* **PROVIDED INFORMATION**:
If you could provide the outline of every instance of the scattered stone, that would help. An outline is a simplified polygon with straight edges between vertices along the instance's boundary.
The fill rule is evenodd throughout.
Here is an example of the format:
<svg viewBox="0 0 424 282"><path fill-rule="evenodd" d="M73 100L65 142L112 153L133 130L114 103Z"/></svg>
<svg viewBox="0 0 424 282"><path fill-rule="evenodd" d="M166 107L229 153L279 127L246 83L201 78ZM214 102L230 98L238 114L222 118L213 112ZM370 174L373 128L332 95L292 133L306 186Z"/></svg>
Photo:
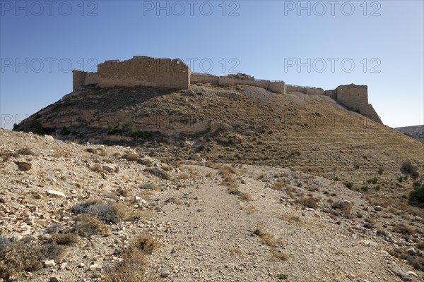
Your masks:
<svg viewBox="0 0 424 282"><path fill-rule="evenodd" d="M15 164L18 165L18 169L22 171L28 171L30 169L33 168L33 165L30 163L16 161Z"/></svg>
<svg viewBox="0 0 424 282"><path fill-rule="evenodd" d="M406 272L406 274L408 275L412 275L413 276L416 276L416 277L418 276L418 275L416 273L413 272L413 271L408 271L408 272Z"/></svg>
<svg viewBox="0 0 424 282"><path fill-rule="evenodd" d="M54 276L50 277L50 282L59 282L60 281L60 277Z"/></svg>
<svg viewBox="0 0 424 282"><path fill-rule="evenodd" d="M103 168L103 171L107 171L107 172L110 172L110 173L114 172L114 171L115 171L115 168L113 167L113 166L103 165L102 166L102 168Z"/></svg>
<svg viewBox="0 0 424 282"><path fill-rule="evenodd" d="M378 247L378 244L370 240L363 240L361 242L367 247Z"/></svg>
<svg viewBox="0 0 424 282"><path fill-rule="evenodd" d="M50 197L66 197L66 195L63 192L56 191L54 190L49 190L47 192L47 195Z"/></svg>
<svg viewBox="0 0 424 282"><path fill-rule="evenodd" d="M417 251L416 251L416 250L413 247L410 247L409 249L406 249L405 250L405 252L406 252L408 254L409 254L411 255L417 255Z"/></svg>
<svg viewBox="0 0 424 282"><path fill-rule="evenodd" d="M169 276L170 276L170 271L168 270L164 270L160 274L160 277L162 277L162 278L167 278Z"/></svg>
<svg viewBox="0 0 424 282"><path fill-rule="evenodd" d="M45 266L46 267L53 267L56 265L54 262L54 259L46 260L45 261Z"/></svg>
...
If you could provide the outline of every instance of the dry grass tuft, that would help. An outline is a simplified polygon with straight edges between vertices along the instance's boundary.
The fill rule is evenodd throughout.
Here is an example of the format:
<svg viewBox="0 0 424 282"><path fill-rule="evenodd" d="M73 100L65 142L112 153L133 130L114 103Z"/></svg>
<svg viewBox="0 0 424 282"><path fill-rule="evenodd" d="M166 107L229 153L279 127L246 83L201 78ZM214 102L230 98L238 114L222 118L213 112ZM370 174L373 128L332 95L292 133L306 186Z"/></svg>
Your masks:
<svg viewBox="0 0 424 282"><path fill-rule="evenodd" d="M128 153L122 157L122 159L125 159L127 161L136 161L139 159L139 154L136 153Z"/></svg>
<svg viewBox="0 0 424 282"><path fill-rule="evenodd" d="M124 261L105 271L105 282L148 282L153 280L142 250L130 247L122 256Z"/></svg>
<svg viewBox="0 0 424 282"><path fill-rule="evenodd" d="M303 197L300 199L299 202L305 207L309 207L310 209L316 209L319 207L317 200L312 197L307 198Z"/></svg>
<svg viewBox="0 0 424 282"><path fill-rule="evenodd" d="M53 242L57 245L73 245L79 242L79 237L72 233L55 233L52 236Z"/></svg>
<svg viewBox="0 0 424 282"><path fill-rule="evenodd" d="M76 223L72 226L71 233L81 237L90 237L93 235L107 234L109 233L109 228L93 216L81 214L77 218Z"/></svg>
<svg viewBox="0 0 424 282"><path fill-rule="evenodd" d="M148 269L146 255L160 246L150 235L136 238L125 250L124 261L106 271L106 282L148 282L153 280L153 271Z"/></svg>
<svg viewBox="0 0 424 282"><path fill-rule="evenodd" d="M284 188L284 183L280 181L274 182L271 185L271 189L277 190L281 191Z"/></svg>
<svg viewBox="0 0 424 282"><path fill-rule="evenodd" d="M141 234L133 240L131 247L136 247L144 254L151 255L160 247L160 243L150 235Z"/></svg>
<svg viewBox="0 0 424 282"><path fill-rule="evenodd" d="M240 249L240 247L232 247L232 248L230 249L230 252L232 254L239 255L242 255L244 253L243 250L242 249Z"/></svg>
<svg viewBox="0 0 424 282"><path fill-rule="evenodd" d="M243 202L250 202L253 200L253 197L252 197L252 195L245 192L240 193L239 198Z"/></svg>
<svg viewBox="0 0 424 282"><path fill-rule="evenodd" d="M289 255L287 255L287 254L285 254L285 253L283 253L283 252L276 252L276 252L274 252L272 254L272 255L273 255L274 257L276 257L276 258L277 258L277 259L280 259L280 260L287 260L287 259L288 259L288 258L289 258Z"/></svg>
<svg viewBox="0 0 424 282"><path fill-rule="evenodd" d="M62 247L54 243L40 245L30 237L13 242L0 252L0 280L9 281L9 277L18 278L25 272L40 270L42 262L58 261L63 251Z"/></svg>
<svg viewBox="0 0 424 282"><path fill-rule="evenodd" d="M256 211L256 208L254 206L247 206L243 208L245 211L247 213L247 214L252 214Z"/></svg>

* **REQUIRED WORK**: Duplicate the records verbatim, beginning at the line that contains "of the scattered" and ending after the line that contains "164L18 165L18 169L22", with both of those lines included. Omit the picture from your reproduction.

* **ANSWER TO THE PROBLEM**:
If you could provide the outline of every instance of the scattered stone, that would help. An outline is a simplified polygon with straight edges between vertices along the instance's boundary.
The fill rule is evenodd throughout.
Here is an example of the format:
<svg viewBox="0 0 424 282"><path fill-rule="evenodd" d="M73 100L65 142L112 153L133 130L114 103Z"/></svg>
<svg viewBox="0 0 424 282"><path fill-rule="evenodd" d="M166 107L229 153L279 127L246 83L201 78ZM214 102L230 98L238 114L222 118L213 112ZM370 174L373 128L332 95L292 133L306 186Z"/></svg>
Photo:
Your masks:
<svg viewBox="0 0 424 282"><path fill-rule="evenodd" d="M15 164L18 165L18 169L22 171L28 171L30 169L33 168L33 165L30 163L16 161Z"/></svg>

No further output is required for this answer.